Natural-language object grounding data:
===============

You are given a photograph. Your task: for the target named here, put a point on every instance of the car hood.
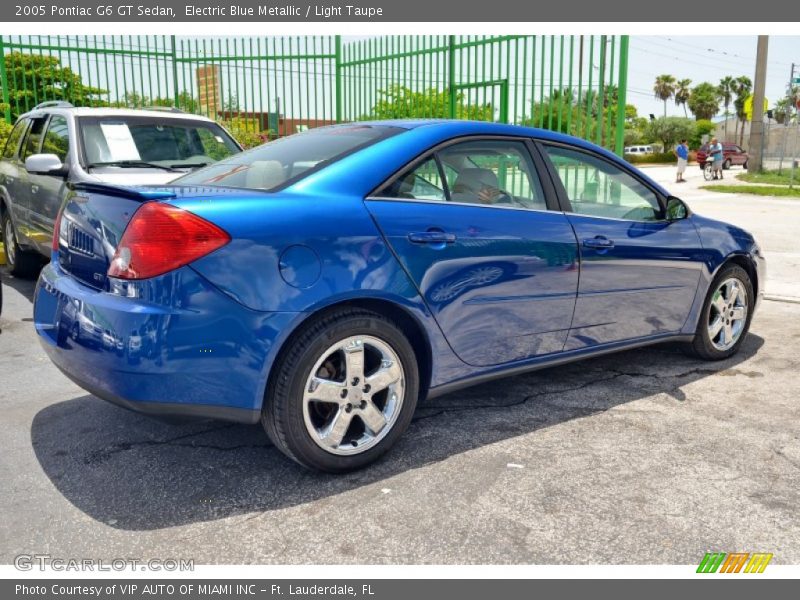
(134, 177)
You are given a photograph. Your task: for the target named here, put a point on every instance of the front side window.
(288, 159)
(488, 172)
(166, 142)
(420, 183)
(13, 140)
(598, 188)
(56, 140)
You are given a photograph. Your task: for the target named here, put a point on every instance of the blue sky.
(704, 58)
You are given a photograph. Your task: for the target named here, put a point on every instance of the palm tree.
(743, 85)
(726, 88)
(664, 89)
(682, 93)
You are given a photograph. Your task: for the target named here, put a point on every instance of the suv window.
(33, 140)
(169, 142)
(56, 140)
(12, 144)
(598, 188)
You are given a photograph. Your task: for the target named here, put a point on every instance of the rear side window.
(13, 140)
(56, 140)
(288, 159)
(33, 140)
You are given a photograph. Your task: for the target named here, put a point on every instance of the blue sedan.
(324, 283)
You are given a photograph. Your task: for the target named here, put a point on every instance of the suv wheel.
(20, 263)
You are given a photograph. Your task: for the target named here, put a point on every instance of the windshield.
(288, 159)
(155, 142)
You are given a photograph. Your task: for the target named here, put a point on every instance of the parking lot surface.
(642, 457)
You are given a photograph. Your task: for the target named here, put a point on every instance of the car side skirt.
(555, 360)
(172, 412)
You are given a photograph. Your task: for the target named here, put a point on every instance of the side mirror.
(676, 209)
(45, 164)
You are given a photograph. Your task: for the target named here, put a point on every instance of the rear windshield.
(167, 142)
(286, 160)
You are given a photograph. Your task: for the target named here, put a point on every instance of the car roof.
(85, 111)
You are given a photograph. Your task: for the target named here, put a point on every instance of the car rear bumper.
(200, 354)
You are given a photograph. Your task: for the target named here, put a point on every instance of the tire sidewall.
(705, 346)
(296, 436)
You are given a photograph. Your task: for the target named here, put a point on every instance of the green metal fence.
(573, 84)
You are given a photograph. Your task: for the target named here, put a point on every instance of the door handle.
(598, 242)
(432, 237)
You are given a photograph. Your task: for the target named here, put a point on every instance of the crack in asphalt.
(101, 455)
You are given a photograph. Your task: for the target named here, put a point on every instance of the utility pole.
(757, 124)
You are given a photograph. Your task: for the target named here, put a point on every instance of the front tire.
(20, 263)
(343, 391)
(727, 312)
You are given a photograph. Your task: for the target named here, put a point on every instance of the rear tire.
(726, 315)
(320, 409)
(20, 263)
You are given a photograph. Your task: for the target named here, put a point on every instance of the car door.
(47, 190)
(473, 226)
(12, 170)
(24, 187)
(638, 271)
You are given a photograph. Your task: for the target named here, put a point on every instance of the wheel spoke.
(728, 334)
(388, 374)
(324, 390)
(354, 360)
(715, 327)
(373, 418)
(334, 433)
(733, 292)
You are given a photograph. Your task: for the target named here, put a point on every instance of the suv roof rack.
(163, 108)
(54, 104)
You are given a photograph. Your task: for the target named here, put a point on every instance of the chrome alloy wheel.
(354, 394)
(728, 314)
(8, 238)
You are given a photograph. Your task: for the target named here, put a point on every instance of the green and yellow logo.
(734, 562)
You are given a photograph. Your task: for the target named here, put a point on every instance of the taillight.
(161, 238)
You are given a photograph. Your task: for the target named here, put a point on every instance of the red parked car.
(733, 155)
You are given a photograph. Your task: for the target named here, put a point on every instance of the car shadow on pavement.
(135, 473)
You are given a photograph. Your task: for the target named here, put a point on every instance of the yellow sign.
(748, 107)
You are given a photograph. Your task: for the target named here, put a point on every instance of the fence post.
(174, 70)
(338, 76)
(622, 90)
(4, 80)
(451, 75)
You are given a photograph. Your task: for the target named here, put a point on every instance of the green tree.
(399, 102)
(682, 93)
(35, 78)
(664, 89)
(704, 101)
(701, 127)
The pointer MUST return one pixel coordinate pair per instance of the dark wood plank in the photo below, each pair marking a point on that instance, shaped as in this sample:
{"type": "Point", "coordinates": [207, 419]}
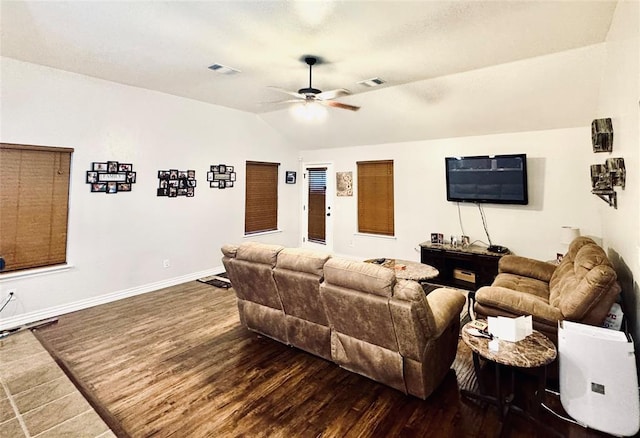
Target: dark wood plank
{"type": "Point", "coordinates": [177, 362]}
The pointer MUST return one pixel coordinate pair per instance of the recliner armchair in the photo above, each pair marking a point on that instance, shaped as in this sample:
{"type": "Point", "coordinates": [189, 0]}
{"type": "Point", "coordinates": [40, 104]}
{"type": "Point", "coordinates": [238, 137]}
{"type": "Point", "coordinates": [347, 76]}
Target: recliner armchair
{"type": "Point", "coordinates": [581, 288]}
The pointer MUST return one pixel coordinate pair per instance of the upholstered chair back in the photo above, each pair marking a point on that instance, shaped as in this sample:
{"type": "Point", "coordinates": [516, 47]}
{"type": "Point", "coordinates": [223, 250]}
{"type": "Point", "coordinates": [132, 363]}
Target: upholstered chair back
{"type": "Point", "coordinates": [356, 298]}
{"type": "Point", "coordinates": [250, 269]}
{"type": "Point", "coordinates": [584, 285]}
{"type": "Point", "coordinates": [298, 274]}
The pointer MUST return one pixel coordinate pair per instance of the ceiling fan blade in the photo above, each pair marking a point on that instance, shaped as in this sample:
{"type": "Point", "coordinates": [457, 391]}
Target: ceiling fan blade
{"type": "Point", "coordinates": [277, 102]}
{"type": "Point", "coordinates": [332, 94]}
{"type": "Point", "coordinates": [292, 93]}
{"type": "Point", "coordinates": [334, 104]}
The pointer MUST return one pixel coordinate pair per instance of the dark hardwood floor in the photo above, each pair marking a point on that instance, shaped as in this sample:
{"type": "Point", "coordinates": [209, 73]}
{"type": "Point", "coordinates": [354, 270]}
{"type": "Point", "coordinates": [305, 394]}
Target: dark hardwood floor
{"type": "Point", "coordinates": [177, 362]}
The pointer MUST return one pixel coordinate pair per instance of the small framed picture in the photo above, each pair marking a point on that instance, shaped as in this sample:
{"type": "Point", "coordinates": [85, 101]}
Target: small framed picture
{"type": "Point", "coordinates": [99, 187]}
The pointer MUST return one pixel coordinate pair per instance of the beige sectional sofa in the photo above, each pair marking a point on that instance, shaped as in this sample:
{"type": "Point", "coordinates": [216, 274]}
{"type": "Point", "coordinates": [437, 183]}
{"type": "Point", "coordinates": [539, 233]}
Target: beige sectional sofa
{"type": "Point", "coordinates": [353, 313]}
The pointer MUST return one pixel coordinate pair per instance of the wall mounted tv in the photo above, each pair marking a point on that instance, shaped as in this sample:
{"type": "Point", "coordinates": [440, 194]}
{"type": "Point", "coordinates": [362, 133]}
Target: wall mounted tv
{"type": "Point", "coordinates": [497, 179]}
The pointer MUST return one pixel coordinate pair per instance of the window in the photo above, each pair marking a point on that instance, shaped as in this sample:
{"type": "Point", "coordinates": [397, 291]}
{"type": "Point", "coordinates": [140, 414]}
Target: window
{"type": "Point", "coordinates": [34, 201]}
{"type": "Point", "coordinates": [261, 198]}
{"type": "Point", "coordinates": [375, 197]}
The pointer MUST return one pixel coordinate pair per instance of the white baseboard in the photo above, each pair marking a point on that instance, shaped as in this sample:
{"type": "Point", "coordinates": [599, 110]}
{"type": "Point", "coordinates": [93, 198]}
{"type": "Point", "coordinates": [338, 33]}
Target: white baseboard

===============

Your instructions: Restate each entry word for word; omit the pictures.

Answer for this exercise:
You are given a photograph. Your task: for the target named here, put a point on every instance of the car hood.
(134, 177)
You are given a photograph. Your task: for the target named here, put a point on every instance of the front side window.
(288, 159)
(488, 172)
(166, 142)
(420, 183)
(13, 140)
(598, 188)
(56, 140)
You are given a photograph. Your task: for the target named here, put a point on every instance of the blue sky.
(704, 58)
You are given a photograph. Your task: for the target named here, put a point on every instance of the palm tree.
(743, 85)
(726, 88)
(664, 89)
(682, 93)
You are given a photograph. Your task: for the target named here, put a point on every instance of the suv window.
(33, 140)
(169, 142)
(56, 140)
(12, 144)
(598, 188)
You are given a photograph. Your task: for the target named here, put a point on every instance of the rear side window.
(13, 140)
(56, 140)
(288, 159)
(33, 140)
You are given a photograph. Your task: for the target named here, put a point on every instance of the blue sedan.
(324, 283)
You are given a photograph. Your task: for the target named here, put a point on every instance of the suv wheel.
(20, 263)
You are given a photograph. Your task: for the target named here, put a point on every instance of the windshield.
(288, 159)
(155, 142)
You are given a photograph. Your task: for the target named here, put a point on every instance of the parking lot surface.
(642, 457)
You are given a photograph. Your task: for the target named here, put a point on every instance of the car side skirt.
(555, 360)
(172, 412)
You are given a photograph. Your task: for the target named here, put a point on every instance of the side mirror.
(676, 209)
(45, 164)
You are given a photograph. Your task: for the target named here, put a point on every instance of the rear windshield.
(167, 142)
(286, 160)
You are given a photograph. Your task: for the target named here, put a point on every instance of the car roof.
(85, 111)
You are given a photograph. Your task: for the target named here, put a point on every instance of the car rear bumper.
(200, 354)
You are given a photograph. Your task: for the target named here, put a point on every instance of the tire sidewall.
(705, 346)
(296, 436)
You are given a photograph. Your task: for the target named here, put a point on every instance of the green metal fence.
(573, 84)
You are given a photograph. Your task: for the target named here, put a point on every instance of the door handle.
(598, 242)
(432, 237)
You are given a photograph. Your task: for the target named here, put a point on every instance of the crack in asphalt.
(101, 455)
You are given a photograph. Your task: for the target named here, put a point on every instance of the utility pole.
(757, 124)
You are given a photograph. Your task: for the target named here, put a point on every instance of the front tire.
(20, 263)
(343, 391)
(727, 312)
You are given a photograph. Your task: for the target named here, put a point on every instance of the rear tire.
(726, 315)
(320, 409)
(20, 263)
You are given a photograph. Your task: for the target named here, put a point on every instance of the car door.
(47, 190)
(473, 226)
(12, 170)
(24, 187)
(638, 271)
You are given a photograph. Your task: for the target named here, put a point on every instance of the wheel spoke.
(728, 334)
(388, 374)
(324, 390)
(354, 360)
(715, 327)
(373, 418)
(334, 433)
(733, 292)
You are given a photograph. Your task: for the target named here, put a point on every instance of the suv roof rack.
(163, 108)
(54, 104)
You are given a photograph. Your task: for the target named here, put a point on every instance of the chrome alloy wheel.
(354, 394)
(728, 314)
(8, 238)
You are given a photograph. Your task: for the target named here, put a point on every instance of the green and yellow logo.
(734, 562)
You are given a photograph. Your task: for the target named here, put a point on every instance of the taillight.
(161, 238)
You are given a photograph. Your task: for the target named here, put a point on every instance of the red parked car.
(733, 155)
You are given a photograph. Your task: for the target named here, put a point on every instance of the car shadow on pavement.
(135, 473)
You are given a photograph. Your task: for the target named here, put a point on every instance of the yellow sign.
(748, 107)
You are given a photograph. Your task: for the target named here, put a point on every instance of the fence post.
(174, 70)
(338, 76)
(622, 90)
(4, 80)
(451, 75)
You are given a photograph. Your task: for the target named here, put a point on every instance of the green tree.
(399, 102)
(682, 93)
(35, 78)
(664, 89)
(704, 101)
(701, 127)
The pointer MUST return one pixel coordinate pair per instance of the dark wood plank in the photo below, each pair marking a point on that instance, shaped as in this sample:
{"type": "Point", "coordinates": [207, 419]}
Target: dark wood plank
{"type": "Point", "coordinates": [177, 362]}
The pointer MUST return one pixel coordinate pair per instance of the recliner armchair in the photo above, each pair marking a point on that instance, shaped as in this sample:
{"type": "Point", "coordinates": [189, 0]}
{"type": "Point", "coordinates": [40, 104]}
{"type": "Point", "coordinates": [238, 137]}
{"type": "Point", "coordinates": [347, 76]}
Target: recliner armchair
{"type": "Point", "coordinates": [581, 288]}
The pointer MUST return one pixel coordinate pair per instance of the upholstered chair back in the photo above, each pair marking a point on that instance, shaped as in this sample:
{"type": "Point", "coordinates": [516, 47]}
{"type": "Point", "coordinates": [223, 250]}
{"type": "Point", "coordinates": [132, 363]}
Target: upholstered chair back
{"type": "Point", "coordinates": [356, 298]}
{"type": "Point", "coordinates": [250, 269]}
{"type": "Point", "coordinates": [584, 285]}
{"type": "Point", "coordinates": [298, 274]}
The pointer MUST return one pixel coordinate pair per instance of the ceiling fan blade in the photo above, each pair marking a point on that instance, shaped as in this sample:
{"type": "Point", "coordinates": [457, 391]}
Target: ceiling fan blade
{"type": "Point", "coordinates": [277, 102]}
{"type": "Point", "coordinates": [332, 94]}
{"type": "Point", "coordinates": [292, 93]}
{"type": "Point", "coordinates": [334, 104]}
The pointer MUST return one pixel coordinate pair per instance of the dark hardwood floor in the photo above, each pair marking a point on that instance, shaped as in this sample:
{"type": "Point", "coordinates": [209, 73]}
{"type": "Point", "coordinates": [354, 270]}
{"type": "Point", "coordinates": [305, 394]}
Target: dark hardwood floor
{"type": "Point", "coordinates": [177, 362]}
The pointer MUST return one pixel coordinate pair per instance of the small framed picture in the photo above, each pair marking a point on that instance, shaped as in this sample:
{"type": "Point", "coordinates": [85, 101]}
Target: small framed picture
{"type": "Point", "coordinates": [99, 187]}
The pointer MUST return one pixel coordinate pair per instance of the beige sectional sofa in the photo above, each pair marking a point on that instance, shaped as in this sample:
{"type": "Point", "coordinates": [216, 274]}
{"type": "Point", "coordinates": [437, 183]}
{"type": "Point", "coordinates": [539, 233]}
Target: beige sectional sofa
{"type": "Point", "coordinates": [353, 313]}
The pointer MUST return one pixel coordinate pair per instance of the wall mounted tv in the photo above, each pair marking a point on that instance, shaped as in this sample:
{"type": "Point", "coordinates": [440, 194]}
{"type": "Point", "coordinates": [362, 133]}
Target: wall mounted tv
{"type": "Point", "coordinates": [497, 179]}
The pointer MUST return one pixel coordinate pair per instance of the window in the photo above, each pair marking a point on that instance, shaped as in this sample:
{"type": "Point", "coordinates": [397, 291]}
{"type": "Point", "coordinates": [140, 414]}
Target: window
{"type": "Point", "coordinates": [34, 201]}
{"type": "Point", "coordinates": [261, 198]}
{"type": "Point", "coordinates": [375, 197]}
The pointer MUST return one pixel coordinate pair per instance of the white baseboard in the photo above, each pair marking a point on that instance, shaped as in this sample:
{"type": "Point", "coordinates": [599, 110]}
{"type": "Point", "coordinates": [93, 198]}
{"type": "Point", "coordinates": [338, 33]}
Target: white baseboard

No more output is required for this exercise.